# [Aufgabe 1]
Sammle aus der Auflistung jede Zeile, die die Zeichenfolge „stone“ enthält, und gib diese Zeilen unverändert wieder. Groß- und Kleinschreibung zählt dabei.

# [Textauszug]
%%
In unserer parlamentarischen Demokratie entwickelt sich immer mehr eine Vertrauenslücke zwischen der Bevölkerung und den politischen Repräsentanten in den Parlamenten sowie den Verwaltungen. Die Wahlbeteiligungen gehen zurück und in gleichem Maße nehmen Misstrauen und Proteste gegen Planungen und Entscheidungen von Politik und Verwaltung zu. Immer mehr Menschen wenden sich Parteien und Personen zu, die unser politisches System verachten. Bürger können aber mehr als wählen, abstimmen oder protestieren, sie verfügen über vielfältige Kompetenzen der unterschiedlichsten Art.
%%
# [Aufgabe 2]
Prüfe, ob diese Aussagen zum Textauszug über die Vertrauenslücke passen: (a) Die Wahlbeteiligung nimmt zu. (b) Den Bürgern werden vielfältige Kompetenzen zugeschrieben. (c) Die Vertrauenslücke betrifft nur die Parlamente, nicht die Verwaltungen. Beantworte jede Aussage mit Ja oder Nein und zitiere wörtlich die entscheidenden Worte des Textauszugs.

Datensätze mit Positionsannotationen
%%
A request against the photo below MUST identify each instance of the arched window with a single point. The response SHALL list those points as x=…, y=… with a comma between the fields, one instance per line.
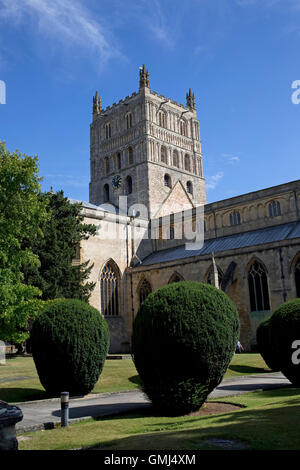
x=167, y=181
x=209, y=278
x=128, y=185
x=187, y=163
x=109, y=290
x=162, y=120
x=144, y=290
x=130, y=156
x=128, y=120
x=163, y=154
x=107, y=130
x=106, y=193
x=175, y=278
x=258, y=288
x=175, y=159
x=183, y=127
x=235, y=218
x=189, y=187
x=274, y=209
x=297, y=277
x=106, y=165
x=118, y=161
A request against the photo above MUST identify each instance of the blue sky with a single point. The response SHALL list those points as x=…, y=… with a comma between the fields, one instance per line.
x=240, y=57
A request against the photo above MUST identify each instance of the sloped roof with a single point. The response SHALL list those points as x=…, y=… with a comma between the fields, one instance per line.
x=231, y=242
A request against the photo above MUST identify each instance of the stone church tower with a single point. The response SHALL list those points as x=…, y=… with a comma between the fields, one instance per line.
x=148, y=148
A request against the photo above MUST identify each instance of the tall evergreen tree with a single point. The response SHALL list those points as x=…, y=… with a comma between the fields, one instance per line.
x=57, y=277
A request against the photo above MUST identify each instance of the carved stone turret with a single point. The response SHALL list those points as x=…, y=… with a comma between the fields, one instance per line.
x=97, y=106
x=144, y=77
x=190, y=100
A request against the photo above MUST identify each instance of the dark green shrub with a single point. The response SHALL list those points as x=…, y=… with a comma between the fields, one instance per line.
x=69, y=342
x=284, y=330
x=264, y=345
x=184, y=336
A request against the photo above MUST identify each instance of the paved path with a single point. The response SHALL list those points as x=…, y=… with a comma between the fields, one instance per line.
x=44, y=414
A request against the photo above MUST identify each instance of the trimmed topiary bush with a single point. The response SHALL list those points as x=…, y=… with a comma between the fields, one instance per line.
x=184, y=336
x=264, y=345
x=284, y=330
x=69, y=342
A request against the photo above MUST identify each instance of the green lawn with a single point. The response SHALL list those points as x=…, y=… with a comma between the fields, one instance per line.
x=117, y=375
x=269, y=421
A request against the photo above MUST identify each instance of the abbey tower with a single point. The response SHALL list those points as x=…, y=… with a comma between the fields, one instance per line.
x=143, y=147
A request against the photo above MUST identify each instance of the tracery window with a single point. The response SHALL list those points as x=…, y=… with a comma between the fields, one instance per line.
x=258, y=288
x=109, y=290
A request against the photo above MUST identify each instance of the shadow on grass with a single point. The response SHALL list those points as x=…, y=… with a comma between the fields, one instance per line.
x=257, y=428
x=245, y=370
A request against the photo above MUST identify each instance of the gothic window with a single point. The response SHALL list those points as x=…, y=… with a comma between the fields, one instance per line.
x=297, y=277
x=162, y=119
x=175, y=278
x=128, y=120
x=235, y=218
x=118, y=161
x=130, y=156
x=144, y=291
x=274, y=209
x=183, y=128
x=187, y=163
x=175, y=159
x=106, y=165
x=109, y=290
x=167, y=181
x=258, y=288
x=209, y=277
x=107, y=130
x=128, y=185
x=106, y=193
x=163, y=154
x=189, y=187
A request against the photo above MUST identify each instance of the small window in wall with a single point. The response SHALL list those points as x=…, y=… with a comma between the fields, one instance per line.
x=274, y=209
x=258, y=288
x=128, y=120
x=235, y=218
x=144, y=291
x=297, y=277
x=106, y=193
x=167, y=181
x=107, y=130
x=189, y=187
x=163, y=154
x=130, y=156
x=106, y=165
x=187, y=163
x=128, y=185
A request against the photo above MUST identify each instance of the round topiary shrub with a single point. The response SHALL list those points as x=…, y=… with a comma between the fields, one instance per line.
%%
# [Ergebnis 1]
A request against the photo above MUST identify each instance of the stone church tower with a single point. The response SHALL list those points as x=…, y=… with a comma between the fields, one instance per line.
A request against the photo above MUST identify each instance of the carved stone turret with a single point. The response SHALL list those points as x=…, y=… with a comma between the fields, one instance per line.

# [Ergebnis 2]
(a) Nein: „Die Wahlbeteiligungen gehen zurück“
(b) Ja: „sie verfügen über vielfältige Kompetenzen der unterschiedlichsten Art“
(c) Nein: „zwischen der Bevölkerung und den politischen Repräsentanten in den Parlamenten sowie den Verwaltungen“